[Items from a labeling collection]
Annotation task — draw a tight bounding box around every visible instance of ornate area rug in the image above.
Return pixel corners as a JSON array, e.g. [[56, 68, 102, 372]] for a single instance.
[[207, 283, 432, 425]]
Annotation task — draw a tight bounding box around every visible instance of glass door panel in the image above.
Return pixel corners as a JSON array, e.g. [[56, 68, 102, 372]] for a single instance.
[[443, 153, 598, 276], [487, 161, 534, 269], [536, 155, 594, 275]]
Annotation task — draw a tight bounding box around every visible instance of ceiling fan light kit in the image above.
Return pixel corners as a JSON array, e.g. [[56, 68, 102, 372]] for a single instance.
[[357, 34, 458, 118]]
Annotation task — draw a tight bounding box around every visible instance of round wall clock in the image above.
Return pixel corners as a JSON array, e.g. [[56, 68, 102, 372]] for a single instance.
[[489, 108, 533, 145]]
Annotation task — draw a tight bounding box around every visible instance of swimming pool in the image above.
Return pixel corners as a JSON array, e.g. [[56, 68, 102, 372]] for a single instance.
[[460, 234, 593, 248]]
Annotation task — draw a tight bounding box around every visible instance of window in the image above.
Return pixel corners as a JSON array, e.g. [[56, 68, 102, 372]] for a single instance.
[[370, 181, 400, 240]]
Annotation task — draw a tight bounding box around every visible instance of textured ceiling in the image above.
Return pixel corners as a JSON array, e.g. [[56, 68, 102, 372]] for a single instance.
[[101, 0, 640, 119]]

Stated task: Format every line of the listing above as a numbered list, leaving out any blank lines.

Correct output:
1. Annotation task — draw a tight bounding box around every visible instance of ornate area rug in the image above.
2. Return pixel corners as a JSON array, e.g. [[56, 68, 102, 372]] for a single instance.
3. [[207, 283, 432, 425]]
4. Annotation task — draw a tight bounding box around every visible instance of glass door panel in the image above.
5. Return pixel corners as a JSON array, e.g. [[56, 68, 102, 372]] for a single instance.
6. [[443, 153, 598, 276], [487, 161, 534, 269], [536, 155, 594, 275]]
7. Annotation task — draw a tight bounding box around every visible instance of ceiling fan light kit in the image above.
8. Return pixel corners as a JSON array, e.g. [[56, 68, 102, 372]] for a single instance.
9. [[357, 34, 458, 118]]
10. Annotation task — draw a tight bounding box around every visible instance of round wall clock in the image above.
11. Return pixel corners as a JSON array, e.g. [[56, 68, 102, 372]] for a single instance.
12. [[489, 108, 533, 145]]
13. Annotation task — draw a tight bounding box around every visible instance of swimming pool in the image above.
14. Return pixel corners as a JSON array, e.g. [[56, 68, 102, 372]] for a single instance.
15. [[460, 234, 593, 248]]
16. Annotation task — draw a tight bounding box around every visible instance of window in the image above.
17. Return pixel corners as a JSON array, e.g. [[56, 68, 102, 372]] for a single instance.
18. [[370, 181, 400, 240]]
19. Annotation task — draw a tight bounding box around every visible instance of textured ceiling in the image above.
20. Return pixel corners as a JSON array, e.g. [[56, 68, 102, 372]] for a single instance.
21. [[101, 0, 640, 119]]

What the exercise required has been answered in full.